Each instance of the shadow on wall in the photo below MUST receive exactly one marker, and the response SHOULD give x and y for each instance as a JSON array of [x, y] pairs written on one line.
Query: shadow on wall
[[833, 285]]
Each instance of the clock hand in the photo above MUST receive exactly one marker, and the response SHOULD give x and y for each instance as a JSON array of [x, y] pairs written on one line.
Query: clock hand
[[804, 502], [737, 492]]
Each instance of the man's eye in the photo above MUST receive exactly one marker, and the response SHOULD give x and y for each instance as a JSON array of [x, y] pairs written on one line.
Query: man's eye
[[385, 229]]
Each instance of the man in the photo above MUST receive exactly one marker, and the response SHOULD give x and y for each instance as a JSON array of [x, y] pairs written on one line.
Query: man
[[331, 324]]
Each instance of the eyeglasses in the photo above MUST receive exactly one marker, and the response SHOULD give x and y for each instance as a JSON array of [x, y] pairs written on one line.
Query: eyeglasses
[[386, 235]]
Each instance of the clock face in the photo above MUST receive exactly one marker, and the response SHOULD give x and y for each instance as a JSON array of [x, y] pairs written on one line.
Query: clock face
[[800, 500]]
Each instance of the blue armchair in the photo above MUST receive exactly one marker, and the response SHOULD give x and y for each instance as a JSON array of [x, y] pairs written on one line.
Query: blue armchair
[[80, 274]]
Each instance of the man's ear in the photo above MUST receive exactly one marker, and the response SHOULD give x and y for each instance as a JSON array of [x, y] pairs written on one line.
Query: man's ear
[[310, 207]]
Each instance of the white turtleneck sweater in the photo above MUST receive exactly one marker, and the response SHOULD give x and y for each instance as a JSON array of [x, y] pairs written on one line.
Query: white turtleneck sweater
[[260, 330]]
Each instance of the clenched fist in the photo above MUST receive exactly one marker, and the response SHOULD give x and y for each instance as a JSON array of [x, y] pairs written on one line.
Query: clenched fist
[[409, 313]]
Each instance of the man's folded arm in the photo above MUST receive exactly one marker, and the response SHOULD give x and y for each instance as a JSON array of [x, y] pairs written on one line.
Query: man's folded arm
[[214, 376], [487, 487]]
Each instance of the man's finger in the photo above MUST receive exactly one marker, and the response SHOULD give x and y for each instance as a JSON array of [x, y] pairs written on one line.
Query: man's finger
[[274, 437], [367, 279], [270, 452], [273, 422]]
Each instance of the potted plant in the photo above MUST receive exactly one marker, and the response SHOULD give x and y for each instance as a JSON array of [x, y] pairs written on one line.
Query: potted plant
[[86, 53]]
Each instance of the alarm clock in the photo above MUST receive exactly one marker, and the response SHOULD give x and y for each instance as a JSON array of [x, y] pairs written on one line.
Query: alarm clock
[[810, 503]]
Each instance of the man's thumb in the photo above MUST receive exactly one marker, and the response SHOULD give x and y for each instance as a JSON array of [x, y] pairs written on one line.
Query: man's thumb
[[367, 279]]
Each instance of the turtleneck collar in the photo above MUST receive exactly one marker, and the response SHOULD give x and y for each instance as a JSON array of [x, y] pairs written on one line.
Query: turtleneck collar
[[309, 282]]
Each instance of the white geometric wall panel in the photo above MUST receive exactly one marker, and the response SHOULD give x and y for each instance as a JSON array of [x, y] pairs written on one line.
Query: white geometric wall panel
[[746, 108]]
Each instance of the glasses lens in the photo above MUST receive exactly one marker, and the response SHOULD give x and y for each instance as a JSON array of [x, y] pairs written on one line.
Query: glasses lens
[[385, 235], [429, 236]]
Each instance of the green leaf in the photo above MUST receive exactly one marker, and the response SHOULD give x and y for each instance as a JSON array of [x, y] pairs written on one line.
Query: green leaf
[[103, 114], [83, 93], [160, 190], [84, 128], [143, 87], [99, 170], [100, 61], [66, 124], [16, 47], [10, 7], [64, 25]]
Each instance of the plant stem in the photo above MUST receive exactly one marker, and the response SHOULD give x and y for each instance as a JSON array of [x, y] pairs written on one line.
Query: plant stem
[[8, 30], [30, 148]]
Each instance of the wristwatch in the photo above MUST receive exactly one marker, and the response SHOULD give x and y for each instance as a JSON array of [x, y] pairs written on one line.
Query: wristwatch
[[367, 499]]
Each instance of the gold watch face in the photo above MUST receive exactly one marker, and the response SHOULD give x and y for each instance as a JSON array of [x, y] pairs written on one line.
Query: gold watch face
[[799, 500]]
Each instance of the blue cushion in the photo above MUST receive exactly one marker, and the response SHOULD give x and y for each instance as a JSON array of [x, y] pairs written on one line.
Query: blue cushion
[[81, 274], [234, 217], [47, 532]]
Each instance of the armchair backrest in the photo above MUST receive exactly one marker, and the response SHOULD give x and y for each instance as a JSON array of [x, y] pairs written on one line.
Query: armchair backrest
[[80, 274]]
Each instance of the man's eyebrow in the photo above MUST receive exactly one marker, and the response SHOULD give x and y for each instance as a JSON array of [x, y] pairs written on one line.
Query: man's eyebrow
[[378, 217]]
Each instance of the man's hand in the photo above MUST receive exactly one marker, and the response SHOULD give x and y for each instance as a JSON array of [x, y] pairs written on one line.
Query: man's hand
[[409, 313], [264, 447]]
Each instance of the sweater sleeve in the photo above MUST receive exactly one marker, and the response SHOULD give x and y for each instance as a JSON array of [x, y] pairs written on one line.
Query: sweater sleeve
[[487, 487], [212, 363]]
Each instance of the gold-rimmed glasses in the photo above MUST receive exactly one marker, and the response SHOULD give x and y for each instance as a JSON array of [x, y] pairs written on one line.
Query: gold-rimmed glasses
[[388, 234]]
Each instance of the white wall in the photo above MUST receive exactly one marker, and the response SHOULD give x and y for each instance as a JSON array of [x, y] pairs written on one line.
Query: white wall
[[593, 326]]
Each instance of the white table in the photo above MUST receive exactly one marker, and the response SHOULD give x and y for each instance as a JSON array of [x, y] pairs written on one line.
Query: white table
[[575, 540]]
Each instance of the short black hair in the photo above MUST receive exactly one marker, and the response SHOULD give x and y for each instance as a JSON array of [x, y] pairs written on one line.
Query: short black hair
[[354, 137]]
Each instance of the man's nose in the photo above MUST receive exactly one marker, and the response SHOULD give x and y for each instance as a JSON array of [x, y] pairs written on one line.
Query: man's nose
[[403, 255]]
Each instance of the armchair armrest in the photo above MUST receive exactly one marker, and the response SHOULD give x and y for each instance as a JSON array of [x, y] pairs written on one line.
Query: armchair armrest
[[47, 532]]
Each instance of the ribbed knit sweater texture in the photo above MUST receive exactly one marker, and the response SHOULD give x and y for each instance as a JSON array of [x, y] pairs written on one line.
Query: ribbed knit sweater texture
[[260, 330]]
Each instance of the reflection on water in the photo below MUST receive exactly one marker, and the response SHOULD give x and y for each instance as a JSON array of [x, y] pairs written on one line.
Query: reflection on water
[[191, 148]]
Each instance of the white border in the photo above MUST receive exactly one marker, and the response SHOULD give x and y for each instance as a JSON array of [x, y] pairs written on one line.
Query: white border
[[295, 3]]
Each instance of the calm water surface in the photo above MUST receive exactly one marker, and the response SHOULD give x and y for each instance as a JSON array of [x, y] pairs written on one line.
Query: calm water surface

******************************

Copy the entries above from the line containing "Each instance of the short" through the line containing "[[47, 532]]", both ends included and every line kept, with each coordinate in the answers shifted up by 7.

Each instance of the short black hair in the photo above MUST receive exactly one marker, and the response SHOULD give x and y for each instance as a JSON array of [x, y] pairs written on one line.
Query: short black hair
[[361, 144]]
Each instance of the man's nose in the photo above MUST receive exactly one marker, and the response SHOULD give x and y for each instance as a JSON array of [x, y] pairs written on one line.
Query: man's nose
[[410, 262]]
Each instance of the armchair armrest in the photo above MUST receive exactly one marker, and the response SHOULD give x and y for each instance as a JSON array of [x, y] pairs written on one line.
Query: armchair armrest
[[54, 539]]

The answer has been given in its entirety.